Entries from a dataset
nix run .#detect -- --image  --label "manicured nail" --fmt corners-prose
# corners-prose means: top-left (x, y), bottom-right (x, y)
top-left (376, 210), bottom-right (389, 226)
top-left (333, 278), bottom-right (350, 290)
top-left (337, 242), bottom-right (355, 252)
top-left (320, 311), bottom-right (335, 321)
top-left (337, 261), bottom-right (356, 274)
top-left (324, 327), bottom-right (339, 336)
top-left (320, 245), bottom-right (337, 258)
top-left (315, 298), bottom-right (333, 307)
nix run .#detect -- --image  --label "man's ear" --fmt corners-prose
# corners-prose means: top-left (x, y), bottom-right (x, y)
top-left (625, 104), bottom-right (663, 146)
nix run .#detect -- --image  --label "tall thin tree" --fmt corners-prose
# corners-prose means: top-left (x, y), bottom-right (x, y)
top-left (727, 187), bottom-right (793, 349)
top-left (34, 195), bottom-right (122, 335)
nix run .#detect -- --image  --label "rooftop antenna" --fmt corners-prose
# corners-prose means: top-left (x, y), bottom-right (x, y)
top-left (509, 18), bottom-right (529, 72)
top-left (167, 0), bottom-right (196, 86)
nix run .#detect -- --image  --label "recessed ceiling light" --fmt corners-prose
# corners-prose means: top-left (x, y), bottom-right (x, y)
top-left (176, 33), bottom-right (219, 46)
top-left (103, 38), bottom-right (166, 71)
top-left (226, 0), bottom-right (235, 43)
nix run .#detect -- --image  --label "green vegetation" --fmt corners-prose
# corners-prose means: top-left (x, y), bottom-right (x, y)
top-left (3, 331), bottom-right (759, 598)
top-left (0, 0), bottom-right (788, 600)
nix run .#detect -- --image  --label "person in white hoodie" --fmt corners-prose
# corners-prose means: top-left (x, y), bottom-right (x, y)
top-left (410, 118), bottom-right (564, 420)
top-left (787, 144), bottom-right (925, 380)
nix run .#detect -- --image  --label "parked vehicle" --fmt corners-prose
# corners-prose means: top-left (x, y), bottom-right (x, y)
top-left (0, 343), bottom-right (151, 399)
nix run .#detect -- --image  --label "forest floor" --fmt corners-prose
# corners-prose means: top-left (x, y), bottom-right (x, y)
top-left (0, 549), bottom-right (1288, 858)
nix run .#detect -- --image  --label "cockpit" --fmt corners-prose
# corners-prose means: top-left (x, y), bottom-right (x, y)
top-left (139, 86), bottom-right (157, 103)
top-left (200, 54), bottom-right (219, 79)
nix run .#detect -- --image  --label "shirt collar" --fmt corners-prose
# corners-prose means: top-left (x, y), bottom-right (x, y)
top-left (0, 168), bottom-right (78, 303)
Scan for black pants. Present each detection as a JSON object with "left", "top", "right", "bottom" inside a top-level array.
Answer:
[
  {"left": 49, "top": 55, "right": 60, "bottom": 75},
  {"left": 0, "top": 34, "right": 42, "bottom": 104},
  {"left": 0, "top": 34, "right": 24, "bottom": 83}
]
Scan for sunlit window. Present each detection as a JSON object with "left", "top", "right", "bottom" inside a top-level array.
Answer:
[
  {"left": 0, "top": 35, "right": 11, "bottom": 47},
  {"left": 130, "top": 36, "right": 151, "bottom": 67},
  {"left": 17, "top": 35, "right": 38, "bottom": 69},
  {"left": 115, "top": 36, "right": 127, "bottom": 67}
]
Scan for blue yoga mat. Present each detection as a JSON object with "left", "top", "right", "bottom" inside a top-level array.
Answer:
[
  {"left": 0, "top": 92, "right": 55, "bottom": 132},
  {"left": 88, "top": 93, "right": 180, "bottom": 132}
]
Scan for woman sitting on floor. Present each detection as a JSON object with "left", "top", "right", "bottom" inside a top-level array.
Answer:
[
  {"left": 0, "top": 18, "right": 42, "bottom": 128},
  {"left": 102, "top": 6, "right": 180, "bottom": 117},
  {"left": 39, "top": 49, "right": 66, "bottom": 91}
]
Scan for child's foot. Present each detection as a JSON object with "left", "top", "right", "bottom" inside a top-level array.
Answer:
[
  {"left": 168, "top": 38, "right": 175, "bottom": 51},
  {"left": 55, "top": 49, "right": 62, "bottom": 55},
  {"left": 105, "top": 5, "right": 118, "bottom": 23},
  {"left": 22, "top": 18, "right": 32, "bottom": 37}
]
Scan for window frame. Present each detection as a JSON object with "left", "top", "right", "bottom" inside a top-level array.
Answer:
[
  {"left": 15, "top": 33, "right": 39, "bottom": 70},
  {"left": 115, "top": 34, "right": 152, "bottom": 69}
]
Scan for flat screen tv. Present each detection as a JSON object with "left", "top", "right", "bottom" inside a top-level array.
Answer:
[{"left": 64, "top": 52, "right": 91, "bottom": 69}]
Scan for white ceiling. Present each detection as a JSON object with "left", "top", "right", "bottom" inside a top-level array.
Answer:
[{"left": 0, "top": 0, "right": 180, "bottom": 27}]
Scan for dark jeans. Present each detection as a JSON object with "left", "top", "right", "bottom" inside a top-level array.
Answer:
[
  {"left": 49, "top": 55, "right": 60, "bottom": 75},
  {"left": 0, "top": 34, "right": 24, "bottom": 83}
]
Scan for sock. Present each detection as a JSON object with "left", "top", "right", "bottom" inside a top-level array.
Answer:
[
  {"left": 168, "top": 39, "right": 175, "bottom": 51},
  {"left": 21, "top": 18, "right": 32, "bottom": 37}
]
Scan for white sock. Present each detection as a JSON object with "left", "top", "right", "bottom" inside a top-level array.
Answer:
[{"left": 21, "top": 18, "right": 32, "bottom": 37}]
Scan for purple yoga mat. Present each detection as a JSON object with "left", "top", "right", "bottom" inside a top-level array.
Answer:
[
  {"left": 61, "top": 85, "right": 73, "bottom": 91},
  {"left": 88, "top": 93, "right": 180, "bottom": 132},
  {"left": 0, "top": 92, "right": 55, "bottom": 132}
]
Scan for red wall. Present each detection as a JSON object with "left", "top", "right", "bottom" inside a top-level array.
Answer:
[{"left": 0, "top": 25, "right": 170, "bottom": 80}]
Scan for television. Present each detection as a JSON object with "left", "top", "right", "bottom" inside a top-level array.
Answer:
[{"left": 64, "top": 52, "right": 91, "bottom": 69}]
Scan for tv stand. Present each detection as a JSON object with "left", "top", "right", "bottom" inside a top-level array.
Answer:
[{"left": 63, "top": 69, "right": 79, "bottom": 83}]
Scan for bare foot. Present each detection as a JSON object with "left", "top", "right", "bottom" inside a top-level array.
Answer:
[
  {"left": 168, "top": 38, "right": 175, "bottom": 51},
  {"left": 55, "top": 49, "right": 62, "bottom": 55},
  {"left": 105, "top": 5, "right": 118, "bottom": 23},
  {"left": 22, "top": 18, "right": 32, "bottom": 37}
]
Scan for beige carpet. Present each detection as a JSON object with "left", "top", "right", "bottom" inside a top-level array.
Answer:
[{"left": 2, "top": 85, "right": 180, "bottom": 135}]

Exercise:
Reproduce all of the records above verbatim, line for line.

Response to this task:
nix run .#detect -- --image  --label "manicured nail" --fmt corners-prose
# corners-prose means: top-left (x, y), bottom-right (x, y)
top-left (376, 210), bottom-right (389, 226)
top-left (333, 278), bottom-right (350, 290)
top-left (337, 242), bottom-right (355, 252)
top-left (320, 311), bottom-right (335, 321)
top-left (337, 261), bottom-right (356, 274)
top-left (324, 327), bottom-right (339, 336)
top-left (320, 245), bottom-right (337, 258)
top-left (315, 298), bottom-right (333, 307)
nix run .#detect -- --image  --label "man's ear" --fmt corners-prose
# corners-prose means: top-left (x, y), bottom-right (x, y)
top-left (625, 104), bottom-right (663, 146)
nix run .#detect -- --image  --label "tall thin tree" --fmt corners-prose
# corners-prose means: top-left (x, y), bottom-right (x, y)
top-left (727, 187), bottom-right (793, 349)
top-left (34, 195), bottom-right (122, 335)
nix run .#detect -- --image  --label "rooftop antenna" --fmt corners-prose
# corners-prose means: top-left (x, y), bottom-right (x, y)
top-left (509, 18), bottom-right (529, 72)
top-left (167, 0), bottom-right (196, 86)
nix run .#detect -- --image  --label "recessed ceiling light" --fmt corners-prose
# corners-prose means: top-left (x, y), bottom-right (x, y)
top-left (176, 33), bottom-right (219, 46)
top-left (103, 38), bottom-right (166, 71)
top-left (226, 0), bottom-right (235, 43)
nix run .#detect -- --image  --label "green vegetation" --fmt corners-prose
# corners-prose means: top-left (x, y), bottom-right (x, y)
top-left (3, 331), bottom-right (759, 598)
top-left (0, 0), bottom-right (788, 600)
nix run .#detect -- --image  --label "person in white hoodie" --fmt corners-prose
# corners-prose means: top-left (x, y), bottom-right (x, y)
top-left (410, 118), bottom-right (564, 420)
top-left (787, 144), bottom-right (925, 380)
nix run .#detect -- --image  --label "parked vehicle" --fmt corners-prose
# corners-prose means: top-left (x, y), bottom-right (x, y)
top-left (0, 343), bottom-right (151, 399)
nix run .#detect -- --image  --label "forest floor" --fmt corners-prose
# corners-prose means: top-left (x, y), bottom-right (x, y)
top-left (0, 549), bottom-right (1288, 858)
nix run .#detect -- --image  --label "cockpit" --fmt corners-prose
# corners-prose means: top-left (x, y), bottom-right (x, y)
top-left (139, 86), bottom-right (157, 103)
top-left (200, 54), bottom-right (219, 79)
nix run .#detect -- --image  --label "shirt collar" --fmt corners-prose
# corners-prose means: top-left (x, y), bottom-right (x, y)
top-left (0, 168), bottom-right (78, 303)
Scan for black pants. Present each detection as a JSON object with "left", "top", "right", "bottom" inside a top-level array.
Answer:
[
  {"left": 49, "top": 55, "right": 60, "bottom": 75},
  {"left": 0, "top": 34, "right": 42, "bottom": 104},
  {"left": 0, "top": 34, "right": 24, "bottom": 83}
]
Scan for sunlit window. Present each detection as a JSON object with "left", "top", "right", "bottom" inside a top-level array.
Answer:
[
  {"left": 0, "top": 35, "right": 11, "bottom": 47},
  {"left": 130, "top": 36, "right": 151, "bottom": 67},
  {"left": 17, "top": 35, "right": 38, "bottom": 69},
  {"left": 115, "top": 36, "right": 127, "bottom": 67}
]
Scan for blue yoga mat. Present each detection as a JSON object with "left", "top", "right", "bottom" inside a top-level array.
Answer:
[
  {"left": 0, "top": 92, "right": 55, "bottom": 132},
  {"left": 88, "top": 93, "right": 180, "bottom": 132}
]
Scan for woman sitting on floor. Present each detection as a JSON object with "left", "top", "right", "bottom" inside a top-level array.
Answer:
[
  {"left": 0, "top": 18, "right": 42, "bottom": 128},
  {"left": 102, "top": 6, "right": 180, "bottom": 117},
  {"left": 39, "top": 49, "right": 66, "bottom": 91}
]
Scan for child's foot. Present each detection as a JSON object with "left", "top", "right", "bottom" inside a top-level array.
Answer:
[
  {"left": 168, "top": 38, "right": 175, "bottom": 51},
  {"left": 55, "top": 49, "right": 62, "bottom": 55},
  {"left": 105, "top": 5, "right": 118, "bottom": 23},
  {"left": 22, "top": 18, "right": 32, "bottom": 37}
]
Scan for window frame. Present each detection as a JSON object with "left", "top", "right", "bottom" inside a top-level array.
Answer:
[
  {"left": 15, "top": 33, "right": 39, "bottom": 70},
  {"left": 115, "top": 34, "right": 152, "bottom": 69}
]
Scan for flat screen tv. Present each detection as a JSON object with "left", "top", "right", "bottom" inside a top-level array.
Answer:
[{"left": 64, "top": 52, "right": 91, "bottom": 69}]
Scan for white ceiling. Present each detection as a JSON object with "left", "top", "right", "bottom" inside a top-level array.
Answer:
[{"left": 0, "top": 0, "right": 180, "bottom": 27}]
Scan for dark jeans. Present each detection as a JSON object with "left", "top", "right", "bottom" inside a top-level array.
Answer:
[
  {"left": 49, "top": 55, "right": 60, "bottom": 75},
  {"left": 0, "top": 34, "right": 24, "bottom": 83}
]
Scan for sock. Present each detection as a JSON object with "left", "top", "right", "bottom" inside a top-level array.
Answer:
[
  {"left": 168, "top": 39, "right": 175, "bottom": 51},
  {"left": 21, "top": 18, "right": 32, "bottom": 37}
]
Scan for white sock. Present each detection as a JSON object with "left", "top", "right", "bottom" inside a top-level array.
Answer:
[{"left": 21, "top": 18, "right": 32, "bottom": 37}]
Scan for purple yoga mat. Present each detection as a JSON object with "left", "top", "right", "bottom" inside a top-level array.
Answer:
[
  {"left": 61, "top": 85, "right": 73, "bottom": 91},
  {"left": 88, "top": 93, "right": 180, "bottom": 132},
  {"left": 0, "top": 92, "right": 55, "bottom": 132}
]
Scan for red wall. Present each detection as a JSON object with "left", "top", "right", "bottom" inside a top-level array.
Answer:
[{"left": 0, "top": 25, "right": 170, "bottom": 80}]
Scan for television. Present each detection as a JSON object with "left", "top", "right", "bottom" inside a top-level array.
Answer:
[{"left": 64, "top": 52, "right": 91, "bottom": 69}]
Scan for tv stand. Present each detection as a JSON object with "left", "top", "right", "bottom" inside a top-level array.
Answer:
[{"left": 63, "top": 69, "right": 79, "bottom": 83}]
Scan for bare foot. Present each detection as a JSON object with "left", "top", "right", "bottom" inside a top-level array.
Answer:
[
  {"left": 168, "top": 38, "right": 175, "bottom": 51},
  {"left": 55, "top": 49, "right": 62, "bottom": 55},
  {"left": 105, "top": 5, "right": 118, "bottom": 23},
  {"left": 22, "top": 18, "right": 32, "bottom": 37}
]
Scan for beige carpet. Present each detection as a JSON object with "left", "top", "right", "bottom" inside a top-level array.
Answer:
[{"left": 2, "top": 85, "right": 180, "bottom": 135}]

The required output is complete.